**WHAT YOU HAVE TO DO:** Copy every line below, starting at the line containing "Target: <item>person lying on sand</item>" and ending at the last line of the records, and scale the outline coordinates in the answers by 1.2, rounding each to a whole number with halves rounded up. Leave all other numbers, including those in the format sample, unchanged.

(Contour annotation records)
··········

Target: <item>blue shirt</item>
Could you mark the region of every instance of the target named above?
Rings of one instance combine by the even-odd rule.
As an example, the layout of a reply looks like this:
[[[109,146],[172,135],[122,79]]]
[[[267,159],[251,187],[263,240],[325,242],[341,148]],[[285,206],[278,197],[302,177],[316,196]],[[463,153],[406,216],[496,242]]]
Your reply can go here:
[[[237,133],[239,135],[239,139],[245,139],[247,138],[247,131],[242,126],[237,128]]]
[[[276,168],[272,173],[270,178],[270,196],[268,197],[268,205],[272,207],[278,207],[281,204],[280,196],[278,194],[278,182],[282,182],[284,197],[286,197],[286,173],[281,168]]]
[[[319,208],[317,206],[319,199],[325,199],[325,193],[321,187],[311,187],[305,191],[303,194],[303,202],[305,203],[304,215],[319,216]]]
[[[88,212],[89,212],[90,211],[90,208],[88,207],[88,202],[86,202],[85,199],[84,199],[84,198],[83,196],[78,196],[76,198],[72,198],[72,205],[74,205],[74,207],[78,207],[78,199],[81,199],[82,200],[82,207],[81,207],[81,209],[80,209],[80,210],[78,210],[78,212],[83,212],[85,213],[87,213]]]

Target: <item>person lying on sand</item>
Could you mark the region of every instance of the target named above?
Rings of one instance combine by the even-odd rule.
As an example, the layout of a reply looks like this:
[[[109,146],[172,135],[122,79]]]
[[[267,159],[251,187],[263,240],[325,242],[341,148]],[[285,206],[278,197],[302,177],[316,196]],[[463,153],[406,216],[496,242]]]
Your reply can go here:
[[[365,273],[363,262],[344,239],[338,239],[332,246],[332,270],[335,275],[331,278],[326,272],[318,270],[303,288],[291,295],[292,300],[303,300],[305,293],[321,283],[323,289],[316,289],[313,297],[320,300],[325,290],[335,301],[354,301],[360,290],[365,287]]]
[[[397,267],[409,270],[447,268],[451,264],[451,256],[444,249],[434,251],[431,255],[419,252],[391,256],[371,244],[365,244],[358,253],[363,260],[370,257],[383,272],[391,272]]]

··········

**PROBLEM SOLUTION:**
Target: <item>person lying on sand</item>
Could you mark the region of every instance of the target named above?
Rings of one instance combine by the even-odd rule.
As an example, the layout of a reply looks like this:
[[[109,146],[172,135],[122,79]]]
[[[267,159],[251,187],[263,240],[325,242],[341,148]],[[285,206],[278,197],[302,177],[316,196]],[[463,153],[406,216],[496,242]]]
Your reply can go here:
[[[438,328],[436,314],[413,287],[406,287],[398,295],[398,324],[402,330],[397,334],[391,326],[382,324],[364,346],[349,354],[350,360],[364,360],[366,352],[385,340],[388,347],[379,347],[376,356],[384,360],[390,348],[402,361],[425,361],[432,348],[438,344]]]
[[[476,320],[491,324],[536,322],[541,317],[541,307],[533,299],[521,301],[517,306],[503,302],[469,307],[445,293],[438,293],[430,304],[436,312],[444,308],[460,326],[469,326]]]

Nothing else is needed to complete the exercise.